§ **DIRECTION**
Copy out every one of the following records word for word, keeping each line as it stands.

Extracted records
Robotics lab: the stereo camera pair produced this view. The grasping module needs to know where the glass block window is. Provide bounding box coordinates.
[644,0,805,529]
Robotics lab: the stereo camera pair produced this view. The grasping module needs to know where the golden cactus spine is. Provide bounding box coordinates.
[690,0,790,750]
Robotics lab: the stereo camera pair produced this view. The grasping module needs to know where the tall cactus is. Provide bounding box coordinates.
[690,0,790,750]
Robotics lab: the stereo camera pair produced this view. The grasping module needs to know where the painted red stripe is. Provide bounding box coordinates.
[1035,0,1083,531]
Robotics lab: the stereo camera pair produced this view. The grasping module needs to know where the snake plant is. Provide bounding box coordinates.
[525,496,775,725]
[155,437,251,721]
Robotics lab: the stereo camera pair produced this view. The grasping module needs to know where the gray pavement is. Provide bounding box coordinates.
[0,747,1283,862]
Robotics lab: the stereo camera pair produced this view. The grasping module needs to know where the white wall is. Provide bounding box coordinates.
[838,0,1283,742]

§ **THE RESULT**
Robotics lab: the stereo camera pair produced this view. The grasping module needs to know where the glass block window is. Provide bounding box coordinates.
[644,0,805,529]
Robotics lab: the stereo camera pair produced this view. The grasping module needs to know where the golden cactus spine is. Provide bounding box coordinates.
[690,0,790,750]
Robotics lab: the stereo camera pair produced this view. The grasping module needs to know where the tall cactus is. Provide bounding box coordinates.
[690,0,790,750]
Robotics lab: the stereo camera pair produced this view. The grasping module needs to know where the painted red stripe is. Provide bounding box coordinates.
[1035,0,1083,531]
Robotics lab: the stereo camera pair produced this view. The grasping module needs to know where the snake plant is. Provide bounding box coordinates.
[525,496,775,725]
[155,437,251,721]
Robotics lab: the stereo camera pair produced this view. The grasping module needs to know where the gray pavement is. Provide bounding box coordinates.
[0,747,1283,862]
Robotics lab: the stereo camera pair produced this view. The grasping module needs to know where the white wall is. Provide bounding box coordinates.
[838,0,1283,742]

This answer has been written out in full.